Pull out every one of the lines below that contains the string "window". Case counts.
***
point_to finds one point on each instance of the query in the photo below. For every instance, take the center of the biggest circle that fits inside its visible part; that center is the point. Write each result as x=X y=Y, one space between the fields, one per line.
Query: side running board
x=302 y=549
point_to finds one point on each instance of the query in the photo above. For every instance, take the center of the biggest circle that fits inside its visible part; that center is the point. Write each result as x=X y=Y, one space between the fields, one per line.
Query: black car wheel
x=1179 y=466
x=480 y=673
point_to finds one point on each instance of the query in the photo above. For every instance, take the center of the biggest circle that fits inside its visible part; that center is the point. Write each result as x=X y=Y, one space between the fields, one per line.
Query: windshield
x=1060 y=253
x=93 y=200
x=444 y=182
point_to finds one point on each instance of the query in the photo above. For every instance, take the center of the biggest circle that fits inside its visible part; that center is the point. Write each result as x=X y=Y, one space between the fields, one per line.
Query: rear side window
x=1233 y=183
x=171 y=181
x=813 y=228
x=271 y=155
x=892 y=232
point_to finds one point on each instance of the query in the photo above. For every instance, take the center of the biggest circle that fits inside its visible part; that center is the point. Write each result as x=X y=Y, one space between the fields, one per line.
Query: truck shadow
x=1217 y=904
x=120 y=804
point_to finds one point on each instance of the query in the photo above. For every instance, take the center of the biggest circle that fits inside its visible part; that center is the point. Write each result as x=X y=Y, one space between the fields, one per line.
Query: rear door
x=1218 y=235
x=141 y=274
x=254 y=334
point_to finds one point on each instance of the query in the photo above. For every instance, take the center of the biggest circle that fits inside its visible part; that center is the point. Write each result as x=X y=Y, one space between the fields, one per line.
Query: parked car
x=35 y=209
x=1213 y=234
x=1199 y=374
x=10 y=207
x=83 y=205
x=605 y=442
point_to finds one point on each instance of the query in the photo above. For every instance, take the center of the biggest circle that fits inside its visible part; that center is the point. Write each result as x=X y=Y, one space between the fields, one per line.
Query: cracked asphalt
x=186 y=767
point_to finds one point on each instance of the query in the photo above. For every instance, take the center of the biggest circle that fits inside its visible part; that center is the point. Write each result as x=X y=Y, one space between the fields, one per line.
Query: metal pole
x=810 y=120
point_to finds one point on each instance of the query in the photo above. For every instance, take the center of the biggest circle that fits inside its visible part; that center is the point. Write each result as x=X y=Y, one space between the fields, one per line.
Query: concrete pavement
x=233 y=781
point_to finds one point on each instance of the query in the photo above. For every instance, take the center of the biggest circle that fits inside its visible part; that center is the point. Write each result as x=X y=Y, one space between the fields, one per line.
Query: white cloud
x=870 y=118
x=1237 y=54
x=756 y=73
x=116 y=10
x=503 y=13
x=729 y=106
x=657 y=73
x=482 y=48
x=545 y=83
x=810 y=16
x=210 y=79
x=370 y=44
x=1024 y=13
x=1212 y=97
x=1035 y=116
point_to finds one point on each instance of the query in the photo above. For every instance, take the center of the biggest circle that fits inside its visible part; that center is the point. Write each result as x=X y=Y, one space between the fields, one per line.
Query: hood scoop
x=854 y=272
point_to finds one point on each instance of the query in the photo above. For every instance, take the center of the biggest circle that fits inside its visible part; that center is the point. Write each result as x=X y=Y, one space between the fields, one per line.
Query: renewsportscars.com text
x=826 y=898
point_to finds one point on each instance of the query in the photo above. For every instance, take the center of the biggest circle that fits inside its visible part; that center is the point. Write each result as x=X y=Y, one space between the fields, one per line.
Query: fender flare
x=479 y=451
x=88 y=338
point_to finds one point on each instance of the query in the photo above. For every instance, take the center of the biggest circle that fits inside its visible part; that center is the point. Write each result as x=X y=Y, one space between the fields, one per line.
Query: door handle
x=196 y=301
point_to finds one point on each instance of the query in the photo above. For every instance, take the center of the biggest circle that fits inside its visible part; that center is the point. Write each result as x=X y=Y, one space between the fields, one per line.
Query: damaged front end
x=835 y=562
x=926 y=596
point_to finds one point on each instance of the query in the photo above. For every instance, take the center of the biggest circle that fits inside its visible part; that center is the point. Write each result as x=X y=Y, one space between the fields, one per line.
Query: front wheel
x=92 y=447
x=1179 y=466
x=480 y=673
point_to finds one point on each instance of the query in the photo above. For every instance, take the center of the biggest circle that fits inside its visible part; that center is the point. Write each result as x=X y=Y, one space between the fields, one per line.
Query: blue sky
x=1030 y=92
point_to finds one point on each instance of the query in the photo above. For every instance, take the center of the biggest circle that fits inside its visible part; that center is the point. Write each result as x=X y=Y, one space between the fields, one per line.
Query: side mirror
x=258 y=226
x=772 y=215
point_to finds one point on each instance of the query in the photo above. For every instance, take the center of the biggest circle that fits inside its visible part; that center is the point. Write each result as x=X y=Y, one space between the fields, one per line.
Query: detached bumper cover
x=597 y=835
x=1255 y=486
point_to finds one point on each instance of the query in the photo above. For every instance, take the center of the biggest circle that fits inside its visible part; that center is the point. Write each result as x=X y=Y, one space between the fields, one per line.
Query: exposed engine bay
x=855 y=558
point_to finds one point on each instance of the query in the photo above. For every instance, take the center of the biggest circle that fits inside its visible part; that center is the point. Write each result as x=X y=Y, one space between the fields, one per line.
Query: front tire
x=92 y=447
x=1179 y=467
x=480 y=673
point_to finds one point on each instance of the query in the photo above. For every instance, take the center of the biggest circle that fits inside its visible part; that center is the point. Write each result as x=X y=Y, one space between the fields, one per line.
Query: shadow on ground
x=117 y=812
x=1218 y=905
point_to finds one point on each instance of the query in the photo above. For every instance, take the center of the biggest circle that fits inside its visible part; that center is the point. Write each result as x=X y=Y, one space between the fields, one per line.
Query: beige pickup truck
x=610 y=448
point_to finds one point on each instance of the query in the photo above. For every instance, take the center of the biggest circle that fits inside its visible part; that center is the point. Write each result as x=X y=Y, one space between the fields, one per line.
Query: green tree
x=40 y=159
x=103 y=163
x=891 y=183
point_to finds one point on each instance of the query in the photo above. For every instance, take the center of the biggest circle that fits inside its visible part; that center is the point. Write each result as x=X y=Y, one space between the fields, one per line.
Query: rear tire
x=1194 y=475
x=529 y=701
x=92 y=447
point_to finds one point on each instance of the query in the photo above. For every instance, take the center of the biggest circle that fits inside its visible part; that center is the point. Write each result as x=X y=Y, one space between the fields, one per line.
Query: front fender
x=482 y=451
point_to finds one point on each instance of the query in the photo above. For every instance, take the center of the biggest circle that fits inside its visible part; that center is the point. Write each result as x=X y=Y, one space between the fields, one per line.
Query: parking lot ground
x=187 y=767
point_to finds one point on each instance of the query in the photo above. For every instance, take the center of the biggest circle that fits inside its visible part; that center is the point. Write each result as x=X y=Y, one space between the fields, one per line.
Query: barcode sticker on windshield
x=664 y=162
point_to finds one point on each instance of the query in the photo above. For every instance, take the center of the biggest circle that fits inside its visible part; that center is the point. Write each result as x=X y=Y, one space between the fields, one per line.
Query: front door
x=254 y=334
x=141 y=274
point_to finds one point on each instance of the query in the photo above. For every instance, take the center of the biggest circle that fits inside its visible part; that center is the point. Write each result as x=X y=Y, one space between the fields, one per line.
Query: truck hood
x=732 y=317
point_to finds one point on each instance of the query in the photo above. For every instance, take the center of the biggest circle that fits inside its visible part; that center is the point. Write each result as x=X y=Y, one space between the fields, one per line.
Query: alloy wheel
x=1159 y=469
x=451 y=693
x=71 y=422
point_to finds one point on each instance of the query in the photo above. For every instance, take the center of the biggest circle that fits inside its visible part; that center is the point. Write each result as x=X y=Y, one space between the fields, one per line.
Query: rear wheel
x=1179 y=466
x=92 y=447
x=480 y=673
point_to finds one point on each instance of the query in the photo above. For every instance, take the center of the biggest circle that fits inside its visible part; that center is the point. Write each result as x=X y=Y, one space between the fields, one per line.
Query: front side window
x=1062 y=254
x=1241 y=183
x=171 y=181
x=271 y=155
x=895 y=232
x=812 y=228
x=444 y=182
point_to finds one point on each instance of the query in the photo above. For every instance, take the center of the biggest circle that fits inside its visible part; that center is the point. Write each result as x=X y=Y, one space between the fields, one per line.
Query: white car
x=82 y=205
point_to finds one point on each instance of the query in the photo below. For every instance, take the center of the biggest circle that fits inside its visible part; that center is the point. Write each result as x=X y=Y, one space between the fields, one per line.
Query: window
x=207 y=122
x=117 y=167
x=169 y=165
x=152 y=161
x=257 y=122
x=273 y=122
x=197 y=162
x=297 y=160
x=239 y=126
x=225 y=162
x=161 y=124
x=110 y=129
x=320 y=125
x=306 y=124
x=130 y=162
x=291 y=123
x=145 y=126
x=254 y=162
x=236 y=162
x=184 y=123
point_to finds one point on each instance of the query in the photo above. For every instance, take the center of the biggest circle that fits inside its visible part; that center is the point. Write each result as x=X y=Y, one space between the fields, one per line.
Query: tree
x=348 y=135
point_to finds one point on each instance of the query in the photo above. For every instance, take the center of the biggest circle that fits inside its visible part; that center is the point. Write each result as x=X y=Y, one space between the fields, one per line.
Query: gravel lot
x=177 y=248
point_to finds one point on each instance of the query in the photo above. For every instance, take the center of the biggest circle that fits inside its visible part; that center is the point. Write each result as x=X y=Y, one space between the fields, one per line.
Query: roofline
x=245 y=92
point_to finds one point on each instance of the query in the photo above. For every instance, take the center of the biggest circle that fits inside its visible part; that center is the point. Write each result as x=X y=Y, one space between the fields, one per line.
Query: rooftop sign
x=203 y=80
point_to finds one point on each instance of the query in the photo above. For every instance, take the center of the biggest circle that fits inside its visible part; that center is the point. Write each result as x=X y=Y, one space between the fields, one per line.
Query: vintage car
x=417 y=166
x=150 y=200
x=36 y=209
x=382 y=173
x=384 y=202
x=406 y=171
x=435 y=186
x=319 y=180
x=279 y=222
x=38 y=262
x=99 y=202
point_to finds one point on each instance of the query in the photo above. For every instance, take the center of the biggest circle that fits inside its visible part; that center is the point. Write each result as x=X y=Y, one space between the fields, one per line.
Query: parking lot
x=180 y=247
***
*RESULT OF THE TASK*
Query: rear side window
Query: front side window
Query: window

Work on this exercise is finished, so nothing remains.